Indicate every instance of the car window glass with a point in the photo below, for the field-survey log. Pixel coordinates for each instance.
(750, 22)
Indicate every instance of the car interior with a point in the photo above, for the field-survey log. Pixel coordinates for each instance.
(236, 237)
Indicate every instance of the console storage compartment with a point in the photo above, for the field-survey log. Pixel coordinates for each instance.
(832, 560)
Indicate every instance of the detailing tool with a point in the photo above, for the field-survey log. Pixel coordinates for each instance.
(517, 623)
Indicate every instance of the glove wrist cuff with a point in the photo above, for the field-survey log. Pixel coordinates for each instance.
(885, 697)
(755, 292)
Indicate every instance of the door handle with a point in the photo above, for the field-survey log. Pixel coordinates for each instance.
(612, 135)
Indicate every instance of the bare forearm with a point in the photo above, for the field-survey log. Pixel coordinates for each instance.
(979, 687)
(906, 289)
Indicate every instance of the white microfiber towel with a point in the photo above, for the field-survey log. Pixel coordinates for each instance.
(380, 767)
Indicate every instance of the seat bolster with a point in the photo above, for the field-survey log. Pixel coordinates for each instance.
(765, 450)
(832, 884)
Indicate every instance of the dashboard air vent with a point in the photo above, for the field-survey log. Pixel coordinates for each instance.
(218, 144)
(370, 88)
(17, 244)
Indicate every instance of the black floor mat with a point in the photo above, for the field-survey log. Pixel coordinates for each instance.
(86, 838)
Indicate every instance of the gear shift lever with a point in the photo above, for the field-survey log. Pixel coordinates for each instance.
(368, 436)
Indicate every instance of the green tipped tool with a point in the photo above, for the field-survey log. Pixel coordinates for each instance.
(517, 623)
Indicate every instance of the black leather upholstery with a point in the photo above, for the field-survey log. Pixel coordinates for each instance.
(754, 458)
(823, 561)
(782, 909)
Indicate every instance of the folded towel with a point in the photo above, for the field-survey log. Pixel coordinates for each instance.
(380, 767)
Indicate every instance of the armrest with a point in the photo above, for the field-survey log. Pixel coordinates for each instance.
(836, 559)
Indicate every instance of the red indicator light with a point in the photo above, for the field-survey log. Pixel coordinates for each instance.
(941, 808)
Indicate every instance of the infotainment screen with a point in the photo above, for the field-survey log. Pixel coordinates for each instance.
------------------------------------------------------------------------
■ **Set exercise**
Rewrite everything from the line containing "Indicate every instance of the red" down to the end of the data above, keeping the request text unchanged and adding 78 to each coordinate value in the answers.

■ **Result of this task**
Indicate every instance of the red indicator light with a point in the photo above, for the field-survey log. Pixel coordinates for each instance.
(1019, 886)
Indicate every instance of the infotainment screen with a point in the photo above, for the field-survey log. Pixel coordinates for each instance.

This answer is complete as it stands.